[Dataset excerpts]
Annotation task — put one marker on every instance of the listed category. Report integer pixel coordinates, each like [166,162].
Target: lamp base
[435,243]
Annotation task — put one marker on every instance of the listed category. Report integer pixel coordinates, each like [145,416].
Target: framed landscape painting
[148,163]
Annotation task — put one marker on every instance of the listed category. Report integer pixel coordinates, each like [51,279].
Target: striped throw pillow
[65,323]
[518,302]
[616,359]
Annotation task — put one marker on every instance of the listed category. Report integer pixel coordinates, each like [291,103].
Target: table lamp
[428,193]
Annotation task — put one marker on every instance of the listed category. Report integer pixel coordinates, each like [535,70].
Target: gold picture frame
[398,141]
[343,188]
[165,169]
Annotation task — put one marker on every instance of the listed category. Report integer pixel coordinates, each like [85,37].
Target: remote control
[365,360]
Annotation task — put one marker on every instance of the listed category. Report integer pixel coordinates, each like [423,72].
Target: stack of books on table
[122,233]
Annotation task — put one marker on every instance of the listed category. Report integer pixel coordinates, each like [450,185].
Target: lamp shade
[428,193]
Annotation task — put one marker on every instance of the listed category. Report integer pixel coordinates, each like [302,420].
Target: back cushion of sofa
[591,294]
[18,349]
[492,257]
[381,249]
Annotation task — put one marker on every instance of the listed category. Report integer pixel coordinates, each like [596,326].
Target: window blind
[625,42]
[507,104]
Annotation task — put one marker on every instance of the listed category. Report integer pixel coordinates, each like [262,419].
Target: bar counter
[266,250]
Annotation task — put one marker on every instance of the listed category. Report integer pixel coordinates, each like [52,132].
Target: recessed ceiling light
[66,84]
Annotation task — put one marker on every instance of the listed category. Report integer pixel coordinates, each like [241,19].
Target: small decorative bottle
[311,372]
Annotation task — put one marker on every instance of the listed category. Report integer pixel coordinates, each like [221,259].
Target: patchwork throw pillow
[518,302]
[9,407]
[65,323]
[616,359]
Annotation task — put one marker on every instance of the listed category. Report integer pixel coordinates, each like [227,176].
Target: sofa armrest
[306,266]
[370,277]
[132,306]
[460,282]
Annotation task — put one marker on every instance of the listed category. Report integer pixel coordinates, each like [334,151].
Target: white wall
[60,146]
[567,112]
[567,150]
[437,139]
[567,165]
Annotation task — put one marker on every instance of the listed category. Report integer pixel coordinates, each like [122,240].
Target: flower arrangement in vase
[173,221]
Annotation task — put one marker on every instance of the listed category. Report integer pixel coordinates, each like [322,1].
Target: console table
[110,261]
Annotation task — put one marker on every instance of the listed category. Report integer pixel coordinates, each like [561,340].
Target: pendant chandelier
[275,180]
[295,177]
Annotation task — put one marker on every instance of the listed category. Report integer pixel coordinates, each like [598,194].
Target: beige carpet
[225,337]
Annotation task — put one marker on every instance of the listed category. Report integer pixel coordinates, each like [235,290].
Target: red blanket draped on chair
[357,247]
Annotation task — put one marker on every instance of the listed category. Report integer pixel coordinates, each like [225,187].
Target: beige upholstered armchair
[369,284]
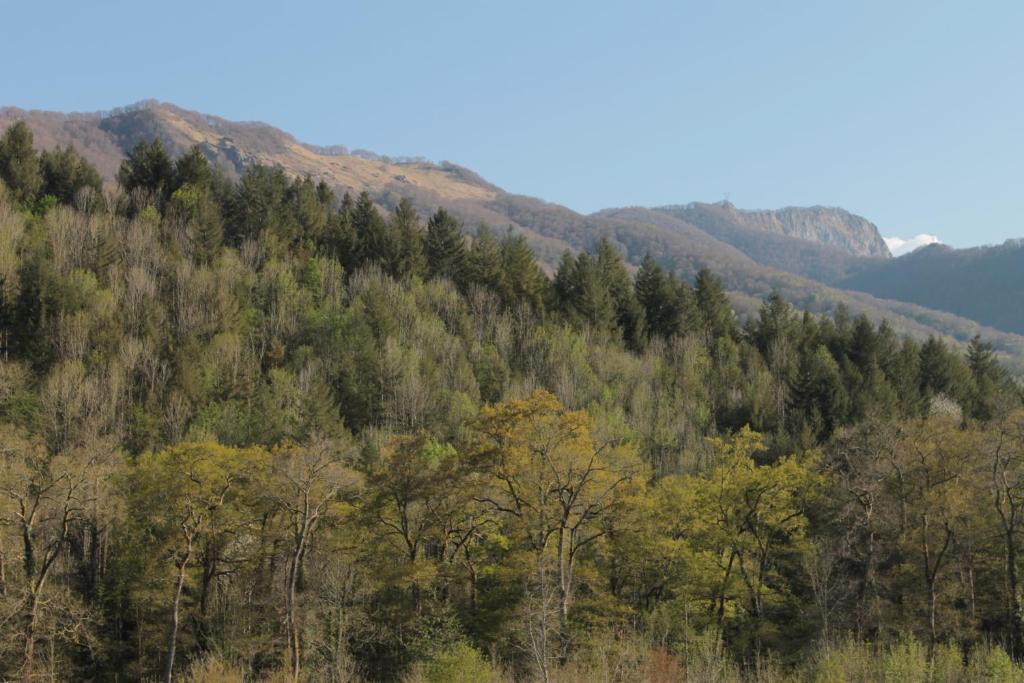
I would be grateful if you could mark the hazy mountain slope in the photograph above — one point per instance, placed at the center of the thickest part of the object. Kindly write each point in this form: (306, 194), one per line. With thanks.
(105, 138)
(828, 226)
(678, 243)
(985, 284)
(810, 259)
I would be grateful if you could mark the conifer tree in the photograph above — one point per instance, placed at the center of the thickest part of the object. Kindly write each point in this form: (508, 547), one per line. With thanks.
(66, 173)
(19, 167)
(522, 279)
(485, 261)
(408, 236)
(148, 168)
(716, 311)
(444, 248)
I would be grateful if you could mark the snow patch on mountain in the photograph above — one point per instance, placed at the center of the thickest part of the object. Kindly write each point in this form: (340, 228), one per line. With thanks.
(899, 246)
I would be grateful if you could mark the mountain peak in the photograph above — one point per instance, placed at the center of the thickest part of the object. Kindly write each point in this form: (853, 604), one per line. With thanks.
(830, 226)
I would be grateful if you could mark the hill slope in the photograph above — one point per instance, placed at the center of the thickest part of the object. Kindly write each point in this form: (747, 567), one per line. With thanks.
(984, 283)
(723, 240)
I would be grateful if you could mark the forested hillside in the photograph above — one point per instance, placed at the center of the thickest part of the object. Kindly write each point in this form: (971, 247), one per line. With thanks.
(802, 253)
(254, 430)
(982, 283)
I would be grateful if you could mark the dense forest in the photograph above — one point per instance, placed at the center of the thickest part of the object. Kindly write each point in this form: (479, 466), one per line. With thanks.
(255, 431)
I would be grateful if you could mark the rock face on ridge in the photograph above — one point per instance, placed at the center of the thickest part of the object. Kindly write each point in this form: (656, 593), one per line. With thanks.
(824, 225)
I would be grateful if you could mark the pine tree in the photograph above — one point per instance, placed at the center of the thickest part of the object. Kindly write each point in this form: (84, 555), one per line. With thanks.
(193, 168)
(716, 311)
(444, 248)
(147, 168)
(485, 261)
(593, 301)
(408, 236)
(629, 312)
(986, 375)
(522, 279)
(66, 173)
(19, 165)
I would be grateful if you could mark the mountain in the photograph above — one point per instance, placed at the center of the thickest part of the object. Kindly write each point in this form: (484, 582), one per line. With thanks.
(984, 284)
(827, 226)
(799, 252)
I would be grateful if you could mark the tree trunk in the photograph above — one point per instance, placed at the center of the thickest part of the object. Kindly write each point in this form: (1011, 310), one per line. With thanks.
(172, 636)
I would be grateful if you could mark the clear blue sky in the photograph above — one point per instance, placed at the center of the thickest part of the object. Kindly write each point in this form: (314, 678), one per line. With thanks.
(908, 113)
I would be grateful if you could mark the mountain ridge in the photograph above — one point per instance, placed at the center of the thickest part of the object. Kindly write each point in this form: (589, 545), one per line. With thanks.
(105, 138)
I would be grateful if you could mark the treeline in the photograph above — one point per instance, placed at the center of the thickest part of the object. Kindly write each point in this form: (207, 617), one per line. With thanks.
(253, 429)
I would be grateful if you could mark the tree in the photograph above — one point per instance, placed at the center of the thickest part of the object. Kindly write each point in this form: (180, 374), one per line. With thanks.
(629, 313)
(742, 518)
(42, 497)
(484, 262)
(193, 168)
(147, 168)
(522, 279)
(307, 487)
(658, 296)
(1006, 461)
(718, 319)
(408, 235)
(67, 174)
(931, 469)
(444, 248)
(186, 496)
(559, 491)
(19, 166)
(986, 375)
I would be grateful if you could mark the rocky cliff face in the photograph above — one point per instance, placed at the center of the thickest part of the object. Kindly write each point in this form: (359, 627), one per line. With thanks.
(824, 225)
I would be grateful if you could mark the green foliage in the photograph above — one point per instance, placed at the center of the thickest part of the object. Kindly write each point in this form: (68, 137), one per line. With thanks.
(19, 165)
(311, 437)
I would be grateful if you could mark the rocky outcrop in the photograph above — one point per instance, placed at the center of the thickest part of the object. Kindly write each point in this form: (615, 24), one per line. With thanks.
(824, 225)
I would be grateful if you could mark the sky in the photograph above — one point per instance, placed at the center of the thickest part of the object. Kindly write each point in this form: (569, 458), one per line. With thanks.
(908, 113)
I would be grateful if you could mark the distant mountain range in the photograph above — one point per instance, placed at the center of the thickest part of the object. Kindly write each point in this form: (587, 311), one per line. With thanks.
(817, 257)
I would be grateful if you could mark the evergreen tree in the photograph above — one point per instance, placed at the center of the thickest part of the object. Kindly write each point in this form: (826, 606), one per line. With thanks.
(716, 312)
(593, 301)
(193, 168)
(66, 173)
(485, 261)
(986, 375)
(19, 165)
(310, 213)
(408, 236)
(629, 312)
(522, 279)
(444, 248)
(147, 168)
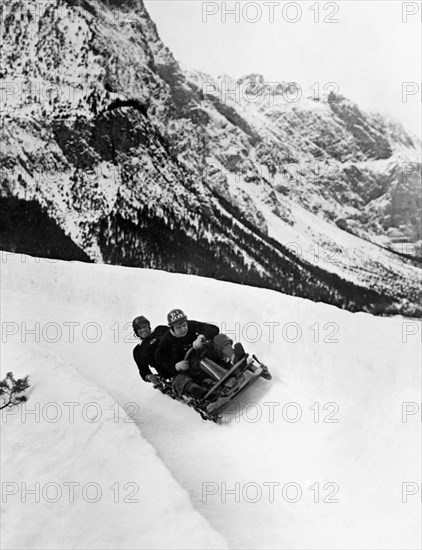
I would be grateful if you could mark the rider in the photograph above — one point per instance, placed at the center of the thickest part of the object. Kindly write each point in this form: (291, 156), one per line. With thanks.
(144, 351)
(170, 357)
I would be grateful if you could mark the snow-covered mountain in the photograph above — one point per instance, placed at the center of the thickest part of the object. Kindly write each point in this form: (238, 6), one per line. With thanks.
(113, 152)
(328, 457)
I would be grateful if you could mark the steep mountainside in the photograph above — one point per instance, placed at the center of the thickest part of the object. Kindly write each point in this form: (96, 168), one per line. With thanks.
(144, 164)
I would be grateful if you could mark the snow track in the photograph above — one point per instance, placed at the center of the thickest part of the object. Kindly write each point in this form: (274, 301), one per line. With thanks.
(331, 419)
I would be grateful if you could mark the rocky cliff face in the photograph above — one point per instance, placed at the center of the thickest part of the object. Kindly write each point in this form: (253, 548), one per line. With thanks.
(144, 164)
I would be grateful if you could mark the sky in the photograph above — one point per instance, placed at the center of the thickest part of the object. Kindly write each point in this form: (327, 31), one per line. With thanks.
(371, 50)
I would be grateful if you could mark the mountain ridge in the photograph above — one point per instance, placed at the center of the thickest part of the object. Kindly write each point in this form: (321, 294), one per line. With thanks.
(128, 138)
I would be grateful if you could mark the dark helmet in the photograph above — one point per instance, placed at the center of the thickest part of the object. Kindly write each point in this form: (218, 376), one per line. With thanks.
(175, 317)
(138, 321)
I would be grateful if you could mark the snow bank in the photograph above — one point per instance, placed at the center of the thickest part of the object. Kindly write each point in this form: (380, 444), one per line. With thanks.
(318, 461)
(76, 472)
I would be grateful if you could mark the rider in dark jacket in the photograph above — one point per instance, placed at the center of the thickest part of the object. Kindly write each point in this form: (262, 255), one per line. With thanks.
(144, 352)
(171, 351)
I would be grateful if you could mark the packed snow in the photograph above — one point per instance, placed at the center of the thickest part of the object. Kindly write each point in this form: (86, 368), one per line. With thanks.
(326, 455)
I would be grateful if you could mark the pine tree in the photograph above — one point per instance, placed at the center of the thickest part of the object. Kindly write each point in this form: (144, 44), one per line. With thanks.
(10, 388)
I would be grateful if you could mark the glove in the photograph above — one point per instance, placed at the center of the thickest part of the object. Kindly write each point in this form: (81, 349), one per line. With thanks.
(198, 343)
(182, 365)
(153, 378)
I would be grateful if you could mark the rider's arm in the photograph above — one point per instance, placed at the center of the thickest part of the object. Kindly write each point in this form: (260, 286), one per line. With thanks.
(142, 362)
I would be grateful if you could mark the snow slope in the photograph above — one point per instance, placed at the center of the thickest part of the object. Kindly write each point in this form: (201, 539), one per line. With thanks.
(354, 370)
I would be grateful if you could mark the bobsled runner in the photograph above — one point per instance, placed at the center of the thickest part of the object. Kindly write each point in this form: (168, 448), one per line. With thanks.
(224, 384)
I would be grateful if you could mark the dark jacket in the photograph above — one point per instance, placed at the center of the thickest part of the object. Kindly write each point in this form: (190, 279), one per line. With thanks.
(144, 352)
(171, 349)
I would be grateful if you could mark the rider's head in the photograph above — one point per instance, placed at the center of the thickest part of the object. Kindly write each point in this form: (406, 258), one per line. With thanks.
(141, 327)
(177, 321)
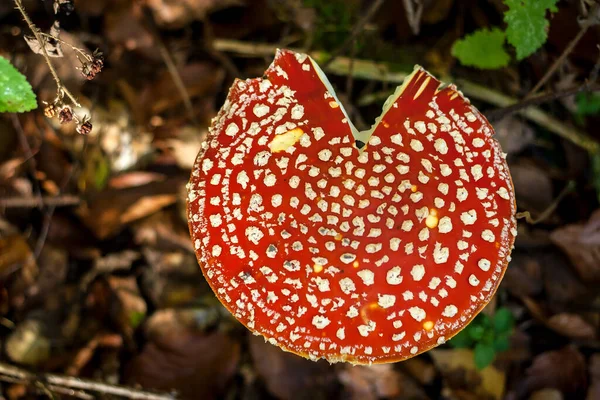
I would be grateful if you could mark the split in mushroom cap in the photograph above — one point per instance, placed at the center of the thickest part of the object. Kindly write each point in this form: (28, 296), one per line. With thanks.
(328, 251)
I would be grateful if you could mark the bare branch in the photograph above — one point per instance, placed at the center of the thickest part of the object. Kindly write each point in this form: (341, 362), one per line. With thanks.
(53, 382)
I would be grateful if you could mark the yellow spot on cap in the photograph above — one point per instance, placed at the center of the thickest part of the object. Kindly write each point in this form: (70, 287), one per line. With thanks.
(432, 219)
(285, 140)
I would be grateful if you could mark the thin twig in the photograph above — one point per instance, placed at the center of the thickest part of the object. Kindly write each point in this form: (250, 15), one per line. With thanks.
(170, 63)
(548, 211)
(221, 57)
(413, 15)
(31, 164)
(75, 48)
(39, 202)
(50, 381)
(365, 69)
(585, 25)
(357, 30)
(59, 86)
(498, 114)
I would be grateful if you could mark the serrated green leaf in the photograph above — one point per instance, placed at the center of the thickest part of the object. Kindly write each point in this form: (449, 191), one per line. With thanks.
(482, 49)
(503, 320)
(527, 28)
(16, 94)
(484, 355)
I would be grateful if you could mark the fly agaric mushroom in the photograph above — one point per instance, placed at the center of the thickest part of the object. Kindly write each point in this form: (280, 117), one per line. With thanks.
(328, 250)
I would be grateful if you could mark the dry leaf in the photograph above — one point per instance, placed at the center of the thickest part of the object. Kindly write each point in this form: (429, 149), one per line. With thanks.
(594, 389)
(572, 325)
(582, 244)
(562, 369)
(52, 46)
(371, 382)
(177, 357)
(483, 383)
(110, 210)
(175, 14)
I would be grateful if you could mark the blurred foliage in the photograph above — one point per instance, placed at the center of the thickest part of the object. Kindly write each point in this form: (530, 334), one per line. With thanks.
(482, 49)
(16, 94)
(486, 336)
(526, 31)
(334, 23)
(527, 26)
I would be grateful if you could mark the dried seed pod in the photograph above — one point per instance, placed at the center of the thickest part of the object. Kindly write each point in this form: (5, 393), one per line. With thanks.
(65, 115)
(51, 110)
(85, 128)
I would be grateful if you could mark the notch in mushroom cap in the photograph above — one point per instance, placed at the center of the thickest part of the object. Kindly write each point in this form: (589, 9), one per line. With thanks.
(366, 256)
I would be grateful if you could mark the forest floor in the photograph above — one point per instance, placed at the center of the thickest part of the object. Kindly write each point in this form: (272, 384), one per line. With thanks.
(98, 276)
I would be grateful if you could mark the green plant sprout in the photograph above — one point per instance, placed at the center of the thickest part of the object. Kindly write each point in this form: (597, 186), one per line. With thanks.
(487, 336)
(16, 95)
(526, 31)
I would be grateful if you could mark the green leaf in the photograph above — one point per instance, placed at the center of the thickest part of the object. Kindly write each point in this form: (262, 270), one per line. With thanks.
(462, 340)
(482, 49)
(502, 343)
(503, 320)
(587, 103)
(476, 331)
(484, 355)
(595, 161)
(527, 28)
(16, 94)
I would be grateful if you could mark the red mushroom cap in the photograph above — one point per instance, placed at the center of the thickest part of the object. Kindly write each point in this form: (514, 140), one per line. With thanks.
(328, 251)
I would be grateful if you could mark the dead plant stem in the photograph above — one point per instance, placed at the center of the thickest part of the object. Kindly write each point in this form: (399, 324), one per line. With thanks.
(61, 89)
(11, 373)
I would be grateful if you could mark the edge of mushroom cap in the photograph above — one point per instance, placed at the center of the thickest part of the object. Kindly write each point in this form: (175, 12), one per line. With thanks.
(347, 357)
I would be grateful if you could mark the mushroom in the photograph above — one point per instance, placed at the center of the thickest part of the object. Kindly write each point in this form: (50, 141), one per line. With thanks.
(365, 247)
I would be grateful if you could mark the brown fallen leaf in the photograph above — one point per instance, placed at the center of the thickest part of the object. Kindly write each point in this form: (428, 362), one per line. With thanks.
(134, 178)
(562, 369)
(111, 209)
(533, 187)
(458, 367)
(573, 326)
(581, 242)
(546, 394)
(594, 389)
(374, 382)
(28, 344)
(175, 14)
(420, 369)
(291, 377)
(180, 358)
(161, 94)
(131, 308)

**Action item:** The expected response consists solely of the lines from the one with "I would be grateful if you could mark the brown" through the end of the records, repeated exactly.

**Expected answer:**
I would be grateful if you could mark the brown fallen leaf in the photograph above — one point per instance, placed at the center of the thickest part of the object. Kindly write each point in this form: (428, 362), one per line. With thanks.
(134, 178)
(562, 369)
(111, 209)
(533, 187)
(458, 367)
(573, 326)
(581, 242)
(546, 394)
(594, 389)
(374, 382)
(28, 344)
(175, 14)
(420, 369)
(291, 377)
(180, 358)
(161, 94)
(131, 308)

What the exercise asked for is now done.